Material to process
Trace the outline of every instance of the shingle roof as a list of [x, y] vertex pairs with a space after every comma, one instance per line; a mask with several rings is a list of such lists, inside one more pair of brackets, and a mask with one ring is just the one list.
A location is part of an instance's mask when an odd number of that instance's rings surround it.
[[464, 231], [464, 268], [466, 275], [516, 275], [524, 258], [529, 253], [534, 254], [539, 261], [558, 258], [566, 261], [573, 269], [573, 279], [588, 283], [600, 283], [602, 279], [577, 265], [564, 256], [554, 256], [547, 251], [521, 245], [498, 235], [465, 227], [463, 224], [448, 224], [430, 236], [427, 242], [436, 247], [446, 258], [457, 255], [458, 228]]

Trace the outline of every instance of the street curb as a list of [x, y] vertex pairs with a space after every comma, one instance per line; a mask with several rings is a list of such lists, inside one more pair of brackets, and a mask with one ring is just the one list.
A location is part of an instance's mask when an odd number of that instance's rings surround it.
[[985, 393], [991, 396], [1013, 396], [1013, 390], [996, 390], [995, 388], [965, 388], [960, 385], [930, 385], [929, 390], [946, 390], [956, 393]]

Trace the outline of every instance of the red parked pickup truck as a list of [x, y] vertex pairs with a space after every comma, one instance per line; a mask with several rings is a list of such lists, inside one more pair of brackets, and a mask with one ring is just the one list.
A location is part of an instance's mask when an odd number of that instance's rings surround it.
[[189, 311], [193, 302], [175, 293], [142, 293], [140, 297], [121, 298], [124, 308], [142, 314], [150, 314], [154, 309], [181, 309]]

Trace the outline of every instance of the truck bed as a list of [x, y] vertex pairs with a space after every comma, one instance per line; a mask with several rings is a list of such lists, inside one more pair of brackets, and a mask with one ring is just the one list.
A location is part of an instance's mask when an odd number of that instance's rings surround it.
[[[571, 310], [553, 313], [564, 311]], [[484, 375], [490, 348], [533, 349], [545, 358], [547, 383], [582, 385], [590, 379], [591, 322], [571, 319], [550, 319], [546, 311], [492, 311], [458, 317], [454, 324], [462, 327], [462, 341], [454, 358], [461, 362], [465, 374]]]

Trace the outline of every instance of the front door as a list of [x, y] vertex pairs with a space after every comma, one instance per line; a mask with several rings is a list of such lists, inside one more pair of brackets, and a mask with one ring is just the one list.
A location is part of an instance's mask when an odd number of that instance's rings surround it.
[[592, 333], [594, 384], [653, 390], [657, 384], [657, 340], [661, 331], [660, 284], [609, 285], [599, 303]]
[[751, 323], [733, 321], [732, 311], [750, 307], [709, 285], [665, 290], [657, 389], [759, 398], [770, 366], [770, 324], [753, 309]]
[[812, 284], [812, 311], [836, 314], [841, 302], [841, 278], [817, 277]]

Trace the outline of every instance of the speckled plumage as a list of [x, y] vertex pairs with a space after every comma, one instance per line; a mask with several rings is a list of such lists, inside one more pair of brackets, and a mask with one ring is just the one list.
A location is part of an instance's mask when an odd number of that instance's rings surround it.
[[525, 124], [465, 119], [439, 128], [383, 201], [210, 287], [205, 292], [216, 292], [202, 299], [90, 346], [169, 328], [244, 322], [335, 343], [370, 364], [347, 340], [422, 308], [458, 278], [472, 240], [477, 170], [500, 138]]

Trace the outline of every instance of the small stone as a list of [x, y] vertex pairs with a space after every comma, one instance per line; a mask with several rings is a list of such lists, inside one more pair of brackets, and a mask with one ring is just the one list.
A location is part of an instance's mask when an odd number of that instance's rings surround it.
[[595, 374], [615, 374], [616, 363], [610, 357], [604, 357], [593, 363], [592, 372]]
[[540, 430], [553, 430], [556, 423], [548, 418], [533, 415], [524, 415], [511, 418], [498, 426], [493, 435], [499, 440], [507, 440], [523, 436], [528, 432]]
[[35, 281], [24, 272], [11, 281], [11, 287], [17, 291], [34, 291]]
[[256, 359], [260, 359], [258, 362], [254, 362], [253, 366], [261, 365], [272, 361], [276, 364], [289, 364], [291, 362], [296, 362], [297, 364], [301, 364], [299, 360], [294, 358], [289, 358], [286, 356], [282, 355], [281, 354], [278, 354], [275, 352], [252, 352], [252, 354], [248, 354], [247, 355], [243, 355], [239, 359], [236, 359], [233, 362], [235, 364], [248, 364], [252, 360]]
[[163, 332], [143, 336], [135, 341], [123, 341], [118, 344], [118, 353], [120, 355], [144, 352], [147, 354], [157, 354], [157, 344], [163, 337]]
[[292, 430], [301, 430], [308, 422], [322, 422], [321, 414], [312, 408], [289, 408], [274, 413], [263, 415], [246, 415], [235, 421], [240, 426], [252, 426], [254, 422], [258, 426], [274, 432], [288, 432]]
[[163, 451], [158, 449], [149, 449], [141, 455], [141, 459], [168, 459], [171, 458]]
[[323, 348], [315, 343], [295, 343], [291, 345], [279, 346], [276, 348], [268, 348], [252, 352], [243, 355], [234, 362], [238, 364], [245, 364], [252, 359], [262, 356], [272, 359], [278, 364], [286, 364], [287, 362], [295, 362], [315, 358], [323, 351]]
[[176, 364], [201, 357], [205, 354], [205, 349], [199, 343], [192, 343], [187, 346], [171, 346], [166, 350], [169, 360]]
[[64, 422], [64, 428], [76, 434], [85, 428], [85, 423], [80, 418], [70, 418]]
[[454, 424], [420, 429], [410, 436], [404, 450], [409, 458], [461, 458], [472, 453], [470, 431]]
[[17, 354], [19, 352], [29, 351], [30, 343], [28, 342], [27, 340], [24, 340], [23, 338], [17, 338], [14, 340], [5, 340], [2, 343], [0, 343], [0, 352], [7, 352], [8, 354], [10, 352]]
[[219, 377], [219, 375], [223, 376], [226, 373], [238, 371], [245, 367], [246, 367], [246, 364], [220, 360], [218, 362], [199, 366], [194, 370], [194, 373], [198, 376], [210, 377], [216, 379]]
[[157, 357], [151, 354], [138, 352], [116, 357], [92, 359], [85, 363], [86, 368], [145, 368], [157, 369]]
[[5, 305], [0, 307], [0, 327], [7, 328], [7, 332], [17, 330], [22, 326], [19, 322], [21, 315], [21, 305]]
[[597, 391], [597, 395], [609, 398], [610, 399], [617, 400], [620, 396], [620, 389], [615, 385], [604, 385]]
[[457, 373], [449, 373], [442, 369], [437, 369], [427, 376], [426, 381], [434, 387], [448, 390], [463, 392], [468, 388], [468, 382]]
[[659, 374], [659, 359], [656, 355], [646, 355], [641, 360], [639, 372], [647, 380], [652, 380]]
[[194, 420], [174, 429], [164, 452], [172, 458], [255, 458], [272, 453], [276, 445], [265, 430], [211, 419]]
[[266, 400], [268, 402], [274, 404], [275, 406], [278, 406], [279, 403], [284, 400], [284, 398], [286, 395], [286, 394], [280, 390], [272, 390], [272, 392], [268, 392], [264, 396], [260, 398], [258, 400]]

Request
Arrange all of the material above as a numbered list, leaving out the blank lines.

Output for this exercise
1. Trace the outline of every instance of the shingle roof as a list of [x, y] vertex pairs with a space after every comma, one instance per line; a mask with several rings is a list of such lists, inside one more pair of brackets, and a mask with one ring is just the one list.
2. A location is part of an instance's mask when an odd number of that instance's rings surround it.
3. [[464, 231], [464, 268], [466, 275], [516, 275], [524, 258], [529, 253], [534, 254], [539, 261], [558, 258], [566, 261], [573, 269], [573, 279], [588, 283], [600, 283], [602, 279], [577, 265], [564, 256], [554, 256], [547, 251], [521, 245], [498, 235], [465, 227], [463, 224], [448, 224], [430, 236], [427, 242], [436, 247], [446, 258], [457, 255], [458, 228]]
4. Trace the outline of every instance of the street curb as a list of [x, y] vertex pairs with a space after every comma, one instance per line; a mask with several rings is a list of such lists, inside one more pair of brackets, and a mask with one ring is just the one list.
5. A location is part of an instance's mask when an odd number of that instance's rings surround it.
6. [[985, 393], [991, 396], [1013, 396], [1013, 390], [996, 390], [995, 388], [965, 388], [960, 385], [930, 385], [929, 390], [946, 390], [956, 393]]
7. Trace the outline of every instance of the red parked pickup truck as a list of [x, y] vertex pairs with a space after every comma, one instance per line; a mask with several rings is a list of such lists, inside one more pair of brackets, and a mask with one ring is just the one list.
8. A location is part of an instance's mask when an odd number of that instance's rings surround it.
9. [[189, 311], [193, 302], [175, 293], [142, 293], [140, 297], [121, 298], [124, 308], [142, 314], [150, 314], [154, 309], [181, 309]]
10. Trace the outline of every instance of the truck bed as a list of [x, y] vertex pairs with a space after every comma, one instance per line; a mask with several rings is a list of such lists, inside one more pair of brackets, and a mask with one ring is just the one list.
11. A location is part of an instance's mask when an odd number of that instance's rings surround it.
12. [[[571, 310], [553, 313], [564, 311]], [[484, 375], [490, 348], [533, 349], [545, 358], [547, 383], [582, 385], [590, 379], [591, 322], [571, 319], [550, 319], [546, 311], [492, 311], [458, 317], [454, 324], [462, 327], [462, 341], [454, 358], [461, 362], [465, 374]]]
13. Trace the outline of every instance of the front door as a list of [x, y] vertex pairs with a space after every comma, one instance per line; a mask with several rings is a list of such lists, inside one more pair of brackets, and a mask with one ring is just the one list.
14. A location is part of an instance's mask when an odd number of that instance's rings surround it.
15. [[592, 333], [594, 384], [653, 390], [657, 384], [657, 340], [661, 331], [660, 284], [609, 285], [599, 303]]
16. [[751, 323], [733, 321], [732, 311], [750, 307], [709, 285], [665, 290], [657, 389], [759, 398], [770, 366], [770, 324], [753, 309]]
17. [[812, 284], [812, 311], [836, 314], [841, 302], [841, 278], [817, 277]]
18. Trace the outline of every instance of the speckled plumage as a list of [x, y] vertex pairs with a space after every comma, one instance per line; a mask with several rings is a list of such lists, inside one more pair of brackets, and a mask with one ring is just the one list.
19. A location is part of an instance's mask when an odd number of that instance's rings surround it.
20. [[525, 124], [465, 119], [439, 128], [383, 201], [210, 287], [205, 292], [216, 292], [202, 299], [90, 346], [169, 328], [244, 322], [335, 343], [370, 364], [347, 340], [422, 308], [458, 278], [472, 240], [477, 170], [500, 138]]
21. Trace the outline of every instance of the small stone as a list of [x, y] vertex pairs with a space after every comma, one instance per line; a mask with several rings is a list of such lists, inside one more pair of brackets, and a mask with one ring is just the one list.
22. A location is part of an instance's mask when an odd number of that instance's rings surround it.
23. [[595, 374], [615, 374], [616, 363], [610, 357], [604, 357], [593, 363], [592, 372]]
24. [[540, 430], [553, 430], [556, 423], [548, 418], [533, 415], [524, 415], [511, 418], [498, 426], [493, 435], [499, 440], [507, 440], [523, 436], [528, 432]]
25. [[35, 281], [24, 272], [11, 281], [11, 287], [17, 291], [34, 291]]
26. [[256, 359], [260, 359], [258, 362], [254, 362], [253, 366], [261, 365], [272, 361], [276, 364], [289, 364], [291, 362], [296, 362], [297, 364], [301, 364], [299, 360], [294, 358], [289, 358], [286, 356], [282, 355], [281, 354], [278, 354], [275, 352], [252, 352], [252, 354], [248, 354], [247, 355], [243, 355], [239, 359], [236, 359], [233, 362], [235, 364], [248, 364], [252, 360]]
27. [[163, 332], [143, 336], [135, 341], [123, 341], [118, 344], [118, 353], [120, 355], [144, 352], [147, 354], [157, 354], [157, 344], [163, 337]]
28. [[292, 430], [301, 430], [308, 422], [322, 422], [321, 414], [312, 408], [289, 408], [274, 413], [263, 415], [246, 415], [235, 421], [240, 426], [252, 426], [254, 422], [258, 426], [274, 432], [288, 432]]
29. [[163, 451], [158, 449], [149, 449], [141, 455], [141, 459], [168, 459], [171, 458]]
30. [[323, 348], [315, 343], [295, 343], [291, 345], [279, 346], [276, 348], [268, 348], [252, 352], [243, 355], [234, 362], [238, 364], [245, 364], [252, 359], [262, 356], [272, 359], [278, 364], [286, 364], [287, 362], [295, 362], [315, 358], [323, 351]]
31. [[176, 364], [201, 357], [205, 354], [205, 349], [199, 343], [192, 343], [187, 346], [171, 346], [166, 350], [169, 360]]
32. [[64, 422], [64, 428], [76, 434], [85, 428], [85, 423], [80, 418], [70, 418]]
33. [[454, 424], [420, 429], [410, 436], [404, 450], [409, 458], [461, 458], [472, 453], [470, 431]]
34. [[17, 354], [19, 352], [29, 351], [30, 343], [28, 342], [27, 340], [24, 340], [23, 338], [17, 338], [14, 340], [5, 340], [2, 343], [0, 343], [0, 352], [7, 352], [8, 354], [10, 352]]
35. [[219, 377], [219, 375], [223, 376], [226, 373], [238, 371], [245, 367], [246, 367], [246, 364], [220, 360], [218, 362], [199, 366], [194, 370], [194, 373], [198, 376], [210, 377], [216, 379]]
36. [[157, 357], [151, 354], [138, 352], [116, 357], [92, 359], [85, 363], [86, 368], [145, 368], [157, 369]]
37. [[5, 305], [0, 307], [0, 327], [7, 328], [7, 332], [17, 330], [22, 326], [19, 322], [21, 315], [21, 305]]
38. [[597, 391], [597, 395], [609, 398], [610, 399], [617, 400], [620, 396], [620, 389], [615, 385], [604, 385]]
39. [[457, 373], [449, 373], [442, 369], [437, 369], [427, 376], [426, 381], [434, 387], [448, 390], [463, 392], [468, 388], [468, 382]]
40. [[659, 374], [659, 359], [656, 355], [646, 355], [641, 360], [639, 372], [647, 380], [652, 380]]
41. [[194, 420], [174, 429], [164, 452], [172, 458], [255, 458], [272, 453], [276, 445], [265, 430], [211, 419]]
42. [[266, 400], [268, 402], [274, 404], [275, 406], [278, 406], [279, 403], [284, 400], [284, 398], [286, 395], [286, 394], [280, 390], [272, 390], [272, 392], [268, 392], [264, 396], [260, 398], [258, 400]]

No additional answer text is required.